[EXTRAIT]
S’il réalise des ouvrages « de commande » chez différents éditeurs, souvent sous pseudonymes, il n’écrit rien qu’il puisse renier, bien au contraire. Ses livres sur les corsaires, les flibustiers ou les pirates sont de l’excellente vulgarisation. Et il ne quitte jamais longtemps le domaine celtique. En témoignent Les Hommes-Dieux, La Civilisation des Celtes, Le Folklore breton, La Littérature bretonne ou Histoire véritable de l’unité française, dans laquelle il développe pour le grand public les idées fondamentales qui furent siennes dans Le Mythe de l’Hexagone.

Il livre l’essentiel de ses retrouvailles avec son pays dans La Voie bretonne, passionnante redécouverte de sa terre, trente ans après l’avoir quittée. Et il insiste sur la permanence d’un « combat de deux mille ans » dans L’Idée bretonne, belle synthèse de la tradition et de l’évolution.

[MATÉRIEL FOURNI]
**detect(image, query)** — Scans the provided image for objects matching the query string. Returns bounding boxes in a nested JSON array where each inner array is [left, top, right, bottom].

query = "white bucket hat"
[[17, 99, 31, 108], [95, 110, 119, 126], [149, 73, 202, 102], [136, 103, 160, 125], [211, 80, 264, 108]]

[À FAIRE]
a. Relevez tous les titres d'ouvrages mentionnés dans l'extrait.
b. Répondez à ces questions d'après l'extrait :
(i) Sous quelle forme de nom signe-t-il souvent ses ouvrages de commande ?
(ii) Combien de temps après avoir quitté sa terre la redécouvre-t-il dans La Voie bretonne ?
(iii) Quelle expression entre guillemets désigne la permanence sur laquelle il insiste dans L'Idée bretonne ?
Ce matériel n'a aucun lien avec l'extrait.

[RÉPONSES PROPOSÉES]
a.
Les Hommes-Dieux
La Civilisation des Celtes
Le Folklore breton
La Littérature bretonne
Histoire véritable de l'unité française
Le Mythe de l'Hexagone
La Voie bretonne
L'Idée bretonne

b.
(i) Sous pseudonymes.
(ii) Trente ans.
(iii) « combat de deux mille ans ».